# Exercise
Continue the piece on recipe serving sizes from the point where it stops, keeping its voice and topic.

(...or, "look, crumble for breakfast - but it's healthy!")
Sometimes I think that recipes shouldn't be allowed to tell you how many people they're supposed to serve. I wonder who those portion-control fascists are, that believe they have the right to dictate to us exactly how much of a glorious pan of food we are legitimately allowed to dole out to ourselves and devour with a clear conscience. I wonder why we allow ourselves to trundle on in this Nineteen Eighty-Four style existence, nonchalantly turning a blind eye as the food police worm their way into all aspects of our lives. No longer are we allowed to eat one of those big packs of sushi for lunch; no, the packaging tells us "One serving = half a pack" and then proceeds to blare out those guilt-inducing red and orange traffic light symbols that mean we couldn't enjoy scoffing a whole pack even if we tried, because those garish warning colours are now forever imprinted on our retinas, basically indicating that a single mouthful of the other half of the packet will send our blood sodium levels skyrocketing into stroke-inducing territory, and our arteries to immediately clog with lipids and refuse to let anything important - like blood - past.
Perhaps that's a bit extreme, but I do have a point, I think. Recipe serving guidelines are totally arbitrary, given that it's impossible for them to cater to the hugely diverse variation of appetites in our population. One of those packs of gnocchi you can buy in the chilled section of the supermarket ostensibly serves three or four; I once lived with a boy for whom it was merely a component of his lunch (the others being bacon and pesto).
My biggest irritation comes from those recipes that make wildly outrageous and vague claims like "serves 4-6". What does that EVEN MEAN? "Serves six normal people but four MASSIVE BLOATERS - if you only get four portions out of this luscious lasagne or sizzling stew, prepare to feel really crap about yourself, fatty"?
Yet I have to admit that I, too, conform to the pressure to tell the world how many people one of my (utterly fabulous) recipes will serve.
And I'm ashamed to admit it, readers, but...
...sometimes I lie.
For example, my recent rhubarb crumble cheesecake. Incredible. Astounding. A work of pure creative genius. In a moment of mendacity I had the nerve to tell you that it serves six. Except this is a purely hypothetical and an estimate totally lacking in any factual foundation, because the first time I made it, I ate over a quarter by myself.
So should I assume that all my readers share my rampant and sometimes indecent desire for that luscious menage à trois of cream cheese, rhubarb, and buttery crumble, and tell them that the cake serves four? Or should I - as I did - realise that I'm generally the exception to the rule and can cram far more dessert down my oesophagus than any normal human being should, and therefore give my serving estimate with that in mind?

[Portion of a data file]
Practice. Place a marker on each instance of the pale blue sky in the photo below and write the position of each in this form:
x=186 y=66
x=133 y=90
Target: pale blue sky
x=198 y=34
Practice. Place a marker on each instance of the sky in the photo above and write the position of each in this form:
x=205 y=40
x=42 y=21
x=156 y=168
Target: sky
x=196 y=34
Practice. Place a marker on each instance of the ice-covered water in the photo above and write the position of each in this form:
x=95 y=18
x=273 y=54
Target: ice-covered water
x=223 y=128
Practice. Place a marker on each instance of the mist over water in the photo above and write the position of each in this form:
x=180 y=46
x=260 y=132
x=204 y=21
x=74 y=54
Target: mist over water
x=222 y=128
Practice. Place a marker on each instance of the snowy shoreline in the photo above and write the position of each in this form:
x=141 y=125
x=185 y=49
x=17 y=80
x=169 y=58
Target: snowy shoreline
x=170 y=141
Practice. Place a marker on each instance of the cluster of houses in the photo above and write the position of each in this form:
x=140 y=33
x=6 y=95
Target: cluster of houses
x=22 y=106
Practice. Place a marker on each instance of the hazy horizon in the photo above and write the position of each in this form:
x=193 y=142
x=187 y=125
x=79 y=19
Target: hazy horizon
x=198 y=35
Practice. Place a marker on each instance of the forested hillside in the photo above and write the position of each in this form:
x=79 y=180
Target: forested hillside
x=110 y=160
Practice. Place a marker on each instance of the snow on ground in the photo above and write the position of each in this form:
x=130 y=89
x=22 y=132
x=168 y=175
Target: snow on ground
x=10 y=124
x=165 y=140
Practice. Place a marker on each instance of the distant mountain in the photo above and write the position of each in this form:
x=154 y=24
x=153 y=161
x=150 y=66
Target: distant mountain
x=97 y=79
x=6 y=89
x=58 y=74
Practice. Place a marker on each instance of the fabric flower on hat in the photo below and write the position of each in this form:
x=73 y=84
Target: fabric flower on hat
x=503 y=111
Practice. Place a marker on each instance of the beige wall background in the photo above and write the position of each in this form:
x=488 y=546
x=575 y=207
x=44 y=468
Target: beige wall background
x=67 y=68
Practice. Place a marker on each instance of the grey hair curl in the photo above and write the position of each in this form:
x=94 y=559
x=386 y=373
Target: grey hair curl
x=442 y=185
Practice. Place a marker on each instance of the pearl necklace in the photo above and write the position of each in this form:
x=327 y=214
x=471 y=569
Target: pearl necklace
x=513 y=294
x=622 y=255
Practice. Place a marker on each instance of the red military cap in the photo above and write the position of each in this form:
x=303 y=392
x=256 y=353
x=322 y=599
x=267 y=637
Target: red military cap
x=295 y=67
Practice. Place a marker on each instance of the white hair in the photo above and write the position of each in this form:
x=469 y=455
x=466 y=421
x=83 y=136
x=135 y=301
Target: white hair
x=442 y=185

# Result for this task
The perils of recipe writing.
But really, there is nothing more disheartening than picking up a nice lunch-to-go from the chiller aisle of a supermarket (well yes, that is disheartening in itself, but read on for what's even worse), thinking it looks just right, size-wise, for the current black hole of starvation you're feeling in the pit of your stomach, and then seeing "serves 2" on the packet, or the nutrition information for "One serving (half a pack)". Firstly, is this just some sick ploy to make us all even more obese? Because I'm pretty sure no one in their right mind is likely to eat half a sandwich or salad or box of sushi for lunch and be able to leave the rest sitting on their desk or in the office fridge without it plaguing them, haunting them, and eventually driving them to crippling, dribbling despair that results in them clawing their way across the office floor with sweat pouring from their ears as they try to resist the repellent force-field around said lunch item that forbids them eating the whole thing.
The same goes for puddings. I picked up a lovely-looking sticky toffee pudding in Tesco the other day. Rustic. Gooey. Vaguely home-made looking, though that was clearly just clever marketing and it had actually been lovingly created by the mechanical hands of a piece of factory equipment. In China. It was packaged in one of those foil trays with a cardboard lid, like you get for takeaways. Thinking it'd be just perfect for me and the boyfriend, I was about to put it in the basket.
I should have done. Should have just done it. Got it over with. Thrown it in the basket and never looked back.
But for some reason I glanced at the packaging (one thing you must never do: look at the nutrition information for a sticky toffee pudding), and lo and behold, there it was. The dreaded words.
Yeah, I thought. Four people who really hate life. Four children, maybe. Or four birds.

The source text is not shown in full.